(Work to complete) Count the lines in the entries below that contain the string "mesh", with case counting. Reply with the number alone.

Excerpts from a pointing dataset:

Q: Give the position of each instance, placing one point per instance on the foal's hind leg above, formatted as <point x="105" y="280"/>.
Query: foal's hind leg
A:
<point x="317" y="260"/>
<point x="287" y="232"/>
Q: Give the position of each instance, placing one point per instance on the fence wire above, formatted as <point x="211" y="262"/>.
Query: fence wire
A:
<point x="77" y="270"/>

--

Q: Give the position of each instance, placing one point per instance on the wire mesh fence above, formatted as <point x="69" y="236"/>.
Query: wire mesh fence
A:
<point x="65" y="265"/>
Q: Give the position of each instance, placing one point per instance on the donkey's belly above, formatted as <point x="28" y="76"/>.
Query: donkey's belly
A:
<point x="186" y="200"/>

---

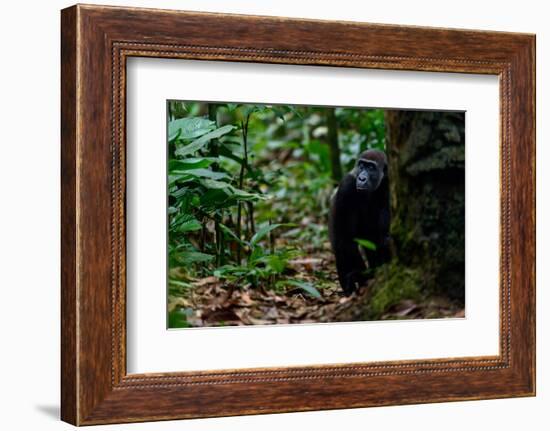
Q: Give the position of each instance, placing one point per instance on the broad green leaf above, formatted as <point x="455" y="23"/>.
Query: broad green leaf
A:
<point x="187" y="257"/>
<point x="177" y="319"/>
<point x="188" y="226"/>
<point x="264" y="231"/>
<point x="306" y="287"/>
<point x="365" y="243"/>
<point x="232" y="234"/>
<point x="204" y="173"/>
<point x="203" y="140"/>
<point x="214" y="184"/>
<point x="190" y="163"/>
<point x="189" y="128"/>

(Expected answer) 2